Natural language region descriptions
────────

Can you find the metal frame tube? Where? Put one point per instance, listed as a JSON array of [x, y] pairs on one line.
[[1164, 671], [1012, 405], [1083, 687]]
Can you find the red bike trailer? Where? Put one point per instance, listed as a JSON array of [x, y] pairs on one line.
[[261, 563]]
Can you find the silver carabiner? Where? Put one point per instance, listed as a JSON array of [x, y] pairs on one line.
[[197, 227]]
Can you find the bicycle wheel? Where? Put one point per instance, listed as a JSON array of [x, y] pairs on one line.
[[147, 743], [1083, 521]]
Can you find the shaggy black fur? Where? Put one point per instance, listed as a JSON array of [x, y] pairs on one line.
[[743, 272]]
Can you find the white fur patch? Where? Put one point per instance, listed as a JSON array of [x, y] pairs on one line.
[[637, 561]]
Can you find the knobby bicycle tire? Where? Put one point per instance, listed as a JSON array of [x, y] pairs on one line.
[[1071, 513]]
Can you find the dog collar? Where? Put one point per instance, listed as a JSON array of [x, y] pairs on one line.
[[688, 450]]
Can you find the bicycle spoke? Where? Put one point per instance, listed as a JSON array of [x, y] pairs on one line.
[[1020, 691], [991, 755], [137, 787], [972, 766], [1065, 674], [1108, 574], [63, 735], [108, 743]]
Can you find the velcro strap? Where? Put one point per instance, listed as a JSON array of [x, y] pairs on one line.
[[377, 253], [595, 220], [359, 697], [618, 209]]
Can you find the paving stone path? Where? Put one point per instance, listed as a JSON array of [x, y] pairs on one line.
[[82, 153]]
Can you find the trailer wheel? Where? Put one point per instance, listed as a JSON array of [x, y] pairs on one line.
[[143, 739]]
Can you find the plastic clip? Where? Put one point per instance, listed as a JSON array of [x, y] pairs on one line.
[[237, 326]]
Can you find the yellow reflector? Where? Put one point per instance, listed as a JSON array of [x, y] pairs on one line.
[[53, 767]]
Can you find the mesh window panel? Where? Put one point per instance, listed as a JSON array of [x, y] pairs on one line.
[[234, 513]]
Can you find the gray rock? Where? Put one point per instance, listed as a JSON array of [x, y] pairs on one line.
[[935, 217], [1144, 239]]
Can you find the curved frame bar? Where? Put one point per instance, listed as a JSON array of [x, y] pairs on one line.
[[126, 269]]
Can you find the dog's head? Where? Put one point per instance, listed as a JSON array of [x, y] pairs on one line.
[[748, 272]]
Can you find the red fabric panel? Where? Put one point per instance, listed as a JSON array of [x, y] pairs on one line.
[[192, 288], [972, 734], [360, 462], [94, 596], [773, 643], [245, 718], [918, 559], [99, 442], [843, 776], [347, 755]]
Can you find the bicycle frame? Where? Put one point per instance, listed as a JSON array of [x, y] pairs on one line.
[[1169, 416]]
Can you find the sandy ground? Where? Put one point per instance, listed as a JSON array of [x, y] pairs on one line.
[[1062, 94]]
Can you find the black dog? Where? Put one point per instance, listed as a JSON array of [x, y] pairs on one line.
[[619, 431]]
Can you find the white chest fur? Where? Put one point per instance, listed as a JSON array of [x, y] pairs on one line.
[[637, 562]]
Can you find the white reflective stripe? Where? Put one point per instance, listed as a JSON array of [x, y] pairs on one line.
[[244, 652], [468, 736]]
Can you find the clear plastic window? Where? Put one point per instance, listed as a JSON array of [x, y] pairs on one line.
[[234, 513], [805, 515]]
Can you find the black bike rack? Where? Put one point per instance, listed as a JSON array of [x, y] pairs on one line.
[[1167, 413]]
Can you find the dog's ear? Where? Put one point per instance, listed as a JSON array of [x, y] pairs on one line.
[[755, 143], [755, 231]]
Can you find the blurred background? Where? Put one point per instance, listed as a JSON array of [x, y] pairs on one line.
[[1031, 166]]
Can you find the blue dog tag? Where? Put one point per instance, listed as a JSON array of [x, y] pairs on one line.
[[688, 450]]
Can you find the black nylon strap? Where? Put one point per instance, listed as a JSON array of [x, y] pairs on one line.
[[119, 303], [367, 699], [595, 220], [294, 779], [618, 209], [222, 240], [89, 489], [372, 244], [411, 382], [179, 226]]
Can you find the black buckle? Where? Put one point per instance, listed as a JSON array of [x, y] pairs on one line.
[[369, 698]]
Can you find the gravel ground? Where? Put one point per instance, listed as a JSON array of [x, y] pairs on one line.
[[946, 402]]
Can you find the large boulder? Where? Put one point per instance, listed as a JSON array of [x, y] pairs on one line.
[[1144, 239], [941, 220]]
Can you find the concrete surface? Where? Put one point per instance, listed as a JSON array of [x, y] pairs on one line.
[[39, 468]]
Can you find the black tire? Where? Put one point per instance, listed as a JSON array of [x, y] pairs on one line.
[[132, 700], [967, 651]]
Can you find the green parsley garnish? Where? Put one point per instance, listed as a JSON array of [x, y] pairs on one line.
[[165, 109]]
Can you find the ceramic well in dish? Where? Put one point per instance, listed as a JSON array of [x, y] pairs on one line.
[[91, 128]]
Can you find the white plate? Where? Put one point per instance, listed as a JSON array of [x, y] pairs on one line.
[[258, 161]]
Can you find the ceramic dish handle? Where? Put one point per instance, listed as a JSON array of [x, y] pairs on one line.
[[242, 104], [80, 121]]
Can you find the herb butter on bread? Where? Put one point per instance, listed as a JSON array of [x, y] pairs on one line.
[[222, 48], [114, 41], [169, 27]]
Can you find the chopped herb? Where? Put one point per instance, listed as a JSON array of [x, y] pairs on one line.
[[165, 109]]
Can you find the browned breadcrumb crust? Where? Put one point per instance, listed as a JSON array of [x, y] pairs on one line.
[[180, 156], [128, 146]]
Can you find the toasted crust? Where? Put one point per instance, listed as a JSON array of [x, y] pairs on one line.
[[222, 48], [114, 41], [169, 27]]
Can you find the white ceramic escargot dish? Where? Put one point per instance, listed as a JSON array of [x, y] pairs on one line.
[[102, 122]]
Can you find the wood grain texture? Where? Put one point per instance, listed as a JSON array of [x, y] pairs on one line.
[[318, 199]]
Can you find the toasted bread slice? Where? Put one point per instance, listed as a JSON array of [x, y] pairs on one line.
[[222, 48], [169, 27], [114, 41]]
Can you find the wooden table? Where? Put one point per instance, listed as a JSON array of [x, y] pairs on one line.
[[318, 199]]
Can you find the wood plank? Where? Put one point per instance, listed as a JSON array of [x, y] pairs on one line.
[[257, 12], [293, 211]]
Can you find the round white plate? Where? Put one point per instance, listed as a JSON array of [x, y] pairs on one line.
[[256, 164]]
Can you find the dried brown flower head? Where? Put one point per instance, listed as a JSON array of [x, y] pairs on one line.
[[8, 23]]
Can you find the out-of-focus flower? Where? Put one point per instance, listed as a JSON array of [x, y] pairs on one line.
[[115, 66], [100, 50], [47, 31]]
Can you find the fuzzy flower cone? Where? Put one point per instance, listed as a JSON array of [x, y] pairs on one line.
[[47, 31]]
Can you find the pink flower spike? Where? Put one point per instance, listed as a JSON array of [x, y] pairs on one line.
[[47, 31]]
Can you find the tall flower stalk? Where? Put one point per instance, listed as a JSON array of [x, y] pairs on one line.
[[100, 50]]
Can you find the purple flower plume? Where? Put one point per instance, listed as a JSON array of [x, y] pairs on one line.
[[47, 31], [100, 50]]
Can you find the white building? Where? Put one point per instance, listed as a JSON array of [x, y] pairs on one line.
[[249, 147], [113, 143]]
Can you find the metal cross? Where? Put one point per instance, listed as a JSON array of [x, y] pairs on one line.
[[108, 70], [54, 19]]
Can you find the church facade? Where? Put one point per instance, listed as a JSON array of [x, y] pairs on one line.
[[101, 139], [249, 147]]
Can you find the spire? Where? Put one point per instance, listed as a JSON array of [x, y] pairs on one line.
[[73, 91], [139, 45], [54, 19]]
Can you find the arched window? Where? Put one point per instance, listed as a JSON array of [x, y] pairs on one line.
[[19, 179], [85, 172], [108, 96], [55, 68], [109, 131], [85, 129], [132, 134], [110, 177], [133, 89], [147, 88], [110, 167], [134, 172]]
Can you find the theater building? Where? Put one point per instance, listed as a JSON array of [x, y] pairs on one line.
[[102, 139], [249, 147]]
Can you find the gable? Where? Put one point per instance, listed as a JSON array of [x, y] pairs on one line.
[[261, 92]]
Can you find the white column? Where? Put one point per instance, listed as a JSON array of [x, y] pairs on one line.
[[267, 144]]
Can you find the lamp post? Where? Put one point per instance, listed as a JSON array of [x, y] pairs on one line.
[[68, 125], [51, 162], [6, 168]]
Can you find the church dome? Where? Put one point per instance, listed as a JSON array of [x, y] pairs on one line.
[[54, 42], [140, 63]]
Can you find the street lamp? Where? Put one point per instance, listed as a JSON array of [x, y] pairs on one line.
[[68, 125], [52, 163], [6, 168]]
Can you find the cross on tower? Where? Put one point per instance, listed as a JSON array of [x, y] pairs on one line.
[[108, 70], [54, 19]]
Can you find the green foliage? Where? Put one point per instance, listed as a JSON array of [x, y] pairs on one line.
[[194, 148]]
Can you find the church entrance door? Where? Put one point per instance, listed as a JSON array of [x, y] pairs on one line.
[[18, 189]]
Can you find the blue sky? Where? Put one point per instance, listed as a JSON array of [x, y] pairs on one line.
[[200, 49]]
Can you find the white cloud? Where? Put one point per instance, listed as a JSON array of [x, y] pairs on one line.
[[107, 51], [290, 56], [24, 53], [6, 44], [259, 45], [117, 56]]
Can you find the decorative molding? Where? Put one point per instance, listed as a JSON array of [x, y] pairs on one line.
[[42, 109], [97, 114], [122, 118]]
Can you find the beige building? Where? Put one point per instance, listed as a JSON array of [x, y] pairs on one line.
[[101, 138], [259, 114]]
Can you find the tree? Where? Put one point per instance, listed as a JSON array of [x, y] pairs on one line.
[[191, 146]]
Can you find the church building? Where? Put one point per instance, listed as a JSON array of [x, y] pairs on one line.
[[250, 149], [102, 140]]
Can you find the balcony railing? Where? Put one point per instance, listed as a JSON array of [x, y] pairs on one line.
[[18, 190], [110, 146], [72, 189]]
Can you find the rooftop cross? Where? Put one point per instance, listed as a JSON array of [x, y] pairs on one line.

────────

EXERCISE DETAILS
Begin with the line containing "Can you find the decorative" and repeat each line exactly until the records above end.

REPLY TO THE EXERCISE
Can you find the decorative molding? Where? Put one point per instance, listed as a JSON array of [x, y] pairs on one line.
[[42, 109], [97, 114], [122, 118]]
Can you find the beige building? Where? Put one point per instance, listed as a JSON array of [x, y] pairs on one line.
[[101, 138], [259, 114]]
Can you find the tree? Where? Put one point per instance, listed as a JSON array of [x, y] pairs on one line.
[[191, 146]]
Can you find the church building? Where? Put one point per instance, listed as a JSON array of [x, y] pairs on one line.
[[250, 149], [102, 140]]
Can you find the balcony railing? Where? Put one point per instance, listed as a JSON array of [x, y] pairs on one line.
[[18, 190], [110, 146], [72, 189]]
Can you find the rooftop cross? Where? Put one point per instance, listed as a JSON array of [x, y] pairs on one line.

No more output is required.